** start Provided passage **

While the defendant in error has made no motion to dismiss the bill of exceptions, "it is not only the right but the duty of a reviewing or appellate court to raise the question of its jurisdiction in all cases in which there may be any doubt as to the existence of such jurisdiction" (Welborne v. State, 114 Ga. 793, 796, 40 S. E. 857, 859; Tillman v. Groover, 25 Ga. App. 118 (1), 102 S. E. 879), and the question of whether there was a final judgment, or such a judgment as could be excepted to, at the time the bill of exceptions was sued out, is a jurisdictional one. Johnson v. Battle, 120 Ga. 649 (1), 48 S. E. 128; Van-zant v. First National Bank, 164 Ga. 772 (2 a), 139 S. E. 537; Floyd v. Massachusetts Mills, 25 Ga. App. 519 (2), 103 S. E. 801. There is no presumption that at the time the bill of exceptions was certified the defendant in cer tiorari had written off the amount specified in the judgment, and this court cannot assume that such action had been taken. On the contrary, it was the burden of the plaintiff in error to show this fact, if it existed, in order to make the jurisdiction of this court appear. Every fact essential to such jurisdiction should be affirmatively shown, either in the bill of exceptions or the record. Georgia, Florida & A. Ry. Co. v. Lasseter, 122 Ga. 679 (1), 683, 51 S. E. 15; Gray Lumber Co. v. Gaskin, 122 Ga. 342 (1), 50 S. E. 164; Bell v. Stewart, 116 Ga. 714, 43 S. E. 70; Smith v. Willis, 107 Ga. 792 (2), 33 S. E. 667; Smith v. Cook, 56 Ga. 661; Gray v. McNeal, 12 Ga. 424 (1, 3); Jackson v. State, 31 Ga. App. 115, 120 S. E. 16.

In the present case all the proceedings were copied and set forth in the bill of exceptions, and no separate record was sent up. In these circumstances we do not here determine whether a bill of exceptions is the exclusive medium for disclosing jurisdiction, or whether this may be shown in the record even though it does not appear in the bill of exceptions.

** end Provided passage **
** start Recorded data **

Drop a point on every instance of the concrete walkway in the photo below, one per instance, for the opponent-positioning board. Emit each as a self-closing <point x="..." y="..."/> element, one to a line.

** end Recorded data **

Exercises.
(A) Please say whether each statement below agrees with the passage on appellate jurisdiction: (i) the defendant in error moved to dismiss the bill of exceptions; (ii) whether there was a final judgment when the bill of exceptions was sued out is a jurisdictional question; (iii) in the present case a separate record was sent up along with the bill of exceptions. Answer yes or no for each, quoting the words of the passage that decide it.
(B) Proceed with the court opinion on appellate jurisdiction, writing on from the point where it stops.

Answers to the tasks.
(A)
(i) No: "the defendant in error has made no motion to dismiss the bill of exceptions"
(ii) Yes: "the question of whether there was a final judgment, or such a judgment as could be excepted to, at the time the bill of exceptions was sued out, is a jurisdictional one"
(iii) No: "no separate record was sent up"

(B)
If the defendant in certiorari had made no election at the time the bill of exceptions was sued out, it was conceivable at that time that the plaintiff in certiorari might still obtain a new trial in consequence of the judgment of February 15, without resorting to a writ of error to review that judgment; in which event, under the particular facts, the case would have gone back to the trial court for a de novo investigation (Cox v. Snell, 77 Ga. 469; Couch v. White, 18 Ga. App. 198 (2), 89 S. E. 183), and the plaintiff in certiorari would have had no occasion for excepting to the judgment. Ferry & Co. v. Mattox, 118 Ga. 146, 44 S. E. 1005; Carr v. Carr, 157 Ga. 208 (1), 121 S. E. 227. It is therefore perfectly clear that the bill of exceptions fails to show a final judgment, and for this reason it must be dismissed.

Writ of error dismissed.

JENKINS, P. J., and STEPHENS, J., concur.

On Motion for Rehearing.

BELL, J.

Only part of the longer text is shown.